[Problem to work on] Show each line of the items below that contains the string "rooftop". Case counts.

[Recorded information]

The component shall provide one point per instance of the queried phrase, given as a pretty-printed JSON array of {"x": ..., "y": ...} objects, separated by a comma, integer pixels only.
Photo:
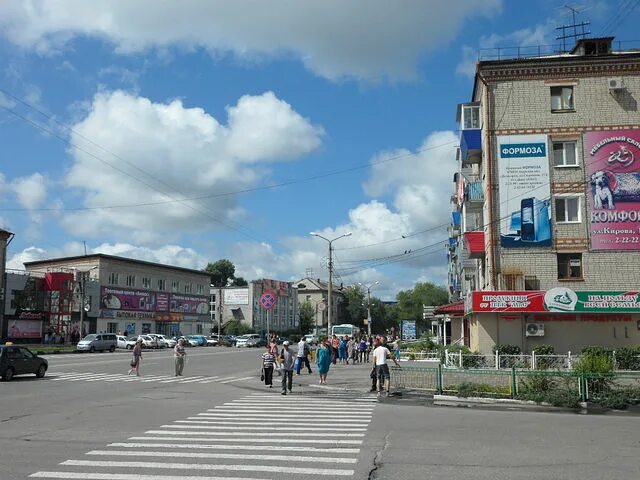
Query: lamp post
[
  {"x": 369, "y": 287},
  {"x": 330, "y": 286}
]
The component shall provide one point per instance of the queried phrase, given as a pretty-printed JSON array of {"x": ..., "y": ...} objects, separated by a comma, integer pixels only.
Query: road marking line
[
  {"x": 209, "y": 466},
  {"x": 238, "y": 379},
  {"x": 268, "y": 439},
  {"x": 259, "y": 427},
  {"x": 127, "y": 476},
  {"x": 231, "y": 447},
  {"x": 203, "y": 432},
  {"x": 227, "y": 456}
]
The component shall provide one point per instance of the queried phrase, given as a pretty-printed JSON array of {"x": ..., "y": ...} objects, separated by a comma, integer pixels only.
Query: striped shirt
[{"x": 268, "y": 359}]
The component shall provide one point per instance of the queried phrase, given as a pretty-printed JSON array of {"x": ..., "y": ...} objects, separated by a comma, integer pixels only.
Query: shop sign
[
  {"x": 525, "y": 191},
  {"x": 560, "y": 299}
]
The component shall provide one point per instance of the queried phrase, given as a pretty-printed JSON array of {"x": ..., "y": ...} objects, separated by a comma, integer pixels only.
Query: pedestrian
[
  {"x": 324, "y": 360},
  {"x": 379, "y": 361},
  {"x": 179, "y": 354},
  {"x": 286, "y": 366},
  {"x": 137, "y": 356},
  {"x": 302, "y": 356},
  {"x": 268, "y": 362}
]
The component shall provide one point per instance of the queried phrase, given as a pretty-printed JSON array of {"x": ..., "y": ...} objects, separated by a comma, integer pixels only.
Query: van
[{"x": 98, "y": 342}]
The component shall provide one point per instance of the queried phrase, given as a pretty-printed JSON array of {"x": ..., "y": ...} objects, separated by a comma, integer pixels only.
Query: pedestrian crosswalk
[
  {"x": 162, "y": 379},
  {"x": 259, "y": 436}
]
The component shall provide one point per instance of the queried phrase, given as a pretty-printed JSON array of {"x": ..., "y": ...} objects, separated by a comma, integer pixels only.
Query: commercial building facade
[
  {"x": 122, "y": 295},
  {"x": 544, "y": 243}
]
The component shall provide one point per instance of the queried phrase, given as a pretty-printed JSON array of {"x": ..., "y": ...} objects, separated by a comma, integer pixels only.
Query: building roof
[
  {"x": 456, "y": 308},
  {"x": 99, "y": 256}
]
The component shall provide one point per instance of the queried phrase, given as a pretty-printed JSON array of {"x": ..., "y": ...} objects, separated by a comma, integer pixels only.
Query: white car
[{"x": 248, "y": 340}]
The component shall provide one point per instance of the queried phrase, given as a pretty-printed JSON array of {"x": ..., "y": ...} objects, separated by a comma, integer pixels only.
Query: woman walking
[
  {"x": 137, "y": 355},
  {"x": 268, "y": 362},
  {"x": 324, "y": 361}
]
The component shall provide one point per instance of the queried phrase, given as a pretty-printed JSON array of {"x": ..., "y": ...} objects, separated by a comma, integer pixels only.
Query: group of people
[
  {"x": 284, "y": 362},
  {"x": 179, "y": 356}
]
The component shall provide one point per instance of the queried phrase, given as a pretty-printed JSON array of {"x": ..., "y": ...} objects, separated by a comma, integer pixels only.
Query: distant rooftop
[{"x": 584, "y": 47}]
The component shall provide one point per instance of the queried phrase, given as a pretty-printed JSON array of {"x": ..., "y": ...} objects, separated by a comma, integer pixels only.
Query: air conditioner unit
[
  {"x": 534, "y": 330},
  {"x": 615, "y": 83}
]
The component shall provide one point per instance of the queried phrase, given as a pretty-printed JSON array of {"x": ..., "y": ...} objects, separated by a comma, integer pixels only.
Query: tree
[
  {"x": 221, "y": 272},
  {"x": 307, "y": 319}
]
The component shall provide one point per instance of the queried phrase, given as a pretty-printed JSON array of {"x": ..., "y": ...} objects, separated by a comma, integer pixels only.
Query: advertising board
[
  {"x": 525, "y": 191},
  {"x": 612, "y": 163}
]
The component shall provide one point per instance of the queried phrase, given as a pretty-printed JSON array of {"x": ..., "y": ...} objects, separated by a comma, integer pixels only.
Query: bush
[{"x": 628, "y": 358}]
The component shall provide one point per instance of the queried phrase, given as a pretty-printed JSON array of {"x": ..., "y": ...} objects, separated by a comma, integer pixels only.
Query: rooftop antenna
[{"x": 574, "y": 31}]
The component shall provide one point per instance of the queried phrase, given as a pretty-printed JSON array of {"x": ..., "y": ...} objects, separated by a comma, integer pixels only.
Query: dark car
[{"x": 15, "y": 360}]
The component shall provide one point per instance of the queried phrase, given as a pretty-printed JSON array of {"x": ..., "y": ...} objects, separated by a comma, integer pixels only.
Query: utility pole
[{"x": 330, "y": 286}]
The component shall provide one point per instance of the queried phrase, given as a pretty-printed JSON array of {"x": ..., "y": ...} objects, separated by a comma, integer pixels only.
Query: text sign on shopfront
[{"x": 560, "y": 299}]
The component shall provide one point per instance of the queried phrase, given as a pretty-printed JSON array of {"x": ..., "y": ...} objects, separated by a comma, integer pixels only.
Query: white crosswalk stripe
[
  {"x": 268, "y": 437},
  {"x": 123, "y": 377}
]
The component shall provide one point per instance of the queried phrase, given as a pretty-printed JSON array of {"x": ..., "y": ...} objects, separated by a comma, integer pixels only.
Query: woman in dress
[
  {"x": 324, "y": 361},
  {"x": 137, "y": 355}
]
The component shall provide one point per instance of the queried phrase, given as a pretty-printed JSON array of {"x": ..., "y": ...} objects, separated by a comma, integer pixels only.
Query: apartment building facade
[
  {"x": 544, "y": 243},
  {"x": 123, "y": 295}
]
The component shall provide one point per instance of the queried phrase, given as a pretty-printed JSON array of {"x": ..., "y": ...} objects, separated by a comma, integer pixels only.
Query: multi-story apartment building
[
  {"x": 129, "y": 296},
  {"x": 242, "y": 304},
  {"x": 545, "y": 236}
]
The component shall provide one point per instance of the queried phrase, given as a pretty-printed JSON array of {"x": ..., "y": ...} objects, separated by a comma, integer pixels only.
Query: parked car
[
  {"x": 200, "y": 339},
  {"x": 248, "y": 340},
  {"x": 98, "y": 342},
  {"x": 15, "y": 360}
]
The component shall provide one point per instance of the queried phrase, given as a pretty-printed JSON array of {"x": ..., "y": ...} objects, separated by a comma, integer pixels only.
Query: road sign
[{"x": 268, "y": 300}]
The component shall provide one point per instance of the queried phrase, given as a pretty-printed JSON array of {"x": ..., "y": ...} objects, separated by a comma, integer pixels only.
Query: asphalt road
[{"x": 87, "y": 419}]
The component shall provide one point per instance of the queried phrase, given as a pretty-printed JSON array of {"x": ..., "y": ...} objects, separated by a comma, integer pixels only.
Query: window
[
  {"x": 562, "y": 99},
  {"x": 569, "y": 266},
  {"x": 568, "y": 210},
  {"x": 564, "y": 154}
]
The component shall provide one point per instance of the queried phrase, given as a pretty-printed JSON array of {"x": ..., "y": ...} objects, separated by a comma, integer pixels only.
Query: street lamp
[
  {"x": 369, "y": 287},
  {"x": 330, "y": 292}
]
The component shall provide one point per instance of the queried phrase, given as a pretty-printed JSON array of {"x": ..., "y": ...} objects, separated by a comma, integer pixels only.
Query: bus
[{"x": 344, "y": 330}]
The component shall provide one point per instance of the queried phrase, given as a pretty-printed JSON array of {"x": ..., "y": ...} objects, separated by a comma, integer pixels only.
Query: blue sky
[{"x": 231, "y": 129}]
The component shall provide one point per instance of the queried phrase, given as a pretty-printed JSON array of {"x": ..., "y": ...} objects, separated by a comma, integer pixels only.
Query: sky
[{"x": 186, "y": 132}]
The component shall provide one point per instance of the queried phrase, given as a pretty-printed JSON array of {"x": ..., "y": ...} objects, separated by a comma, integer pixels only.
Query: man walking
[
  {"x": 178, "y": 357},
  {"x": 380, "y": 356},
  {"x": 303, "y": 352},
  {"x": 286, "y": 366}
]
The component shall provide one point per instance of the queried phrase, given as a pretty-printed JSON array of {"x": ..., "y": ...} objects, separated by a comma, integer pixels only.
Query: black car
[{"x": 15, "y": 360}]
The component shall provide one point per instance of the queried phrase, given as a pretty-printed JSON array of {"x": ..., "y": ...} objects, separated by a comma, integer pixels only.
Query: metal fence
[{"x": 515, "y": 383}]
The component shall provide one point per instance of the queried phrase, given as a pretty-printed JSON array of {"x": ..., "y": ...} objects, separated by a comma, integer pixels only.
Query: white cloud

...

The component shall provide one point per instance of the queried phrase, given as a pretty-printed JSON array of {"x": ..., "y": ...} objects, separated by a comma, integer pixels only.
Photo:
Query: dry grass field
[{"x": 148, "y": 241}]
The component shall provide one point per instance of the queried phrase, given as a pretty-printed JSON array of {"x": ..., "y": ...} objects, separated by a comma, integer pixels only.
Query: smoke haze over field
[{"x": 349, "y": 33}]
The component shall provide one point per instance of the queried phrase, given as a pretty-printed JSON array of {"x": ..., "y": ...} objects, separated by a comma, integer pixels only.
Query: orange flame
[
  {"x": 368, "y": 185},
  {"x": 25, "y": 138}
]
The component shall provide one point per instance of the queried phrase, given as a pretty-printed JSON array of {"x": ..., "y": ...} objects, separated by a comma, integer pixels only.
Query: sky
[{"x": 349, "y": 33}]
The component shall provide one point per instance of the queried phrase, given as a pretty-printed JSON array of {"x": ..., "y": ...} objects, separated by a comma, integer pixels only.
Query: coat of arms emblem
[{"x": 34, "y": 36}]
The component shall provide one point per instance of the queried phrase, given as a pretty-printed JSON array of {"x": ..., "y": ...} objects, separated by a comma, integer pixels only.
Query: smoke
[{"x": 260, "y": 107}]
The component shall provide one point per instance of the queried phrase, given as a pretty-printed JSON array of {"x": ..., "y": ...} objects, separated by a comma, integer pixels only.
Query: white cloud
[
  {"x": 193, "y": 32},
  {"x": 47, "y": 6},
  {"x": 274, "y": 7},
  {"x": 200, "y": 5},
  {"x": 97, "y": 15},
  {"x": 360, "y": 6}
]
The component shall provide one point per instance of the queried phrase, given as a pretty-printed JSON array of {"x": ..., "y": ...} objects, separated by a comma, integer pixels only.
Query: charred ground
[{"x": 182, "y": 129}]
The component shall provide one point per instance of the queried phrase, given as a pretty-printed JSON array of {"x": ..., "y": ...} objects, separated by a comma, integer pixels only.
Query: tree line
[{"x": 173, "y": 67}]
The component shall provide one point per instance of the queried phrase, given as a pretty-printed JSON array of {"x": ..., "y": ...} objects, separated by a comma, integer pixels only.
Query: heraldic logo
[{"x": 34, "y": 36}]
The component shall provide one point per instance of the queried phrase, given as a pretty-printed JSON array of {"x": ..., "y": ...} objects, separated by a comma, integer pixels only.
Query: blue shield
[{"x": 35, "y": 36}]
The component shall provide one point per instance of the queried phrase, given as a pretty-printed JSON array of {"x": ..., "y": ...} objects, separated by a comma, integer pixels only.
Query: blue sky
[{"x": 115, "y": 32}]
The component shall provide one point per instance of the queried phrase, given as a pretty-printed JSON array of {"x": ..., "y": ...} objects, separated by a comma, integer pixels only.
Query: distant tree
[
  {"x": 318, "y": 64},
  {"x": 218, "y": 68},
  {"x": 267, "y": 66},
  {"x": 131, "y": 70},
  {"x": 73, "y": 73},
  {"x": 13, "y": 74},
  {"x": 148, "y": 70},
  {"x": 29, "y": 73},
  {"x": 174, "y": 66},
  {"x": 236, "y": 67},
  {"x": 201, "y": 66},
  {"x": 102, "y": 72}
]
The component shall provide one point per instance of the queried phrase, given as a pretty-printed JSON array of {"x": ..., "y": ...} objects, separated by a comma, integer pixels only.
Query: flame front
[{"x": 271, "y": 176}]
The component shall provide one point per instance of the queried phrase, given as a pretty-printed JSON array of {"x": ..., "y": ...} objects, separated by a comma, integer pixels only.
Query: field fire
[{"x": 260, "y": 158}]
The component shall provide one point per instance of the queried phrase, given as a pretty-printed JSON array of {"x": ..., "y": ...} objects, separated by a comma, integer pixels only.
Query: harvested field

[The answer]
Query: distant rooftop
Query: rooftop antenna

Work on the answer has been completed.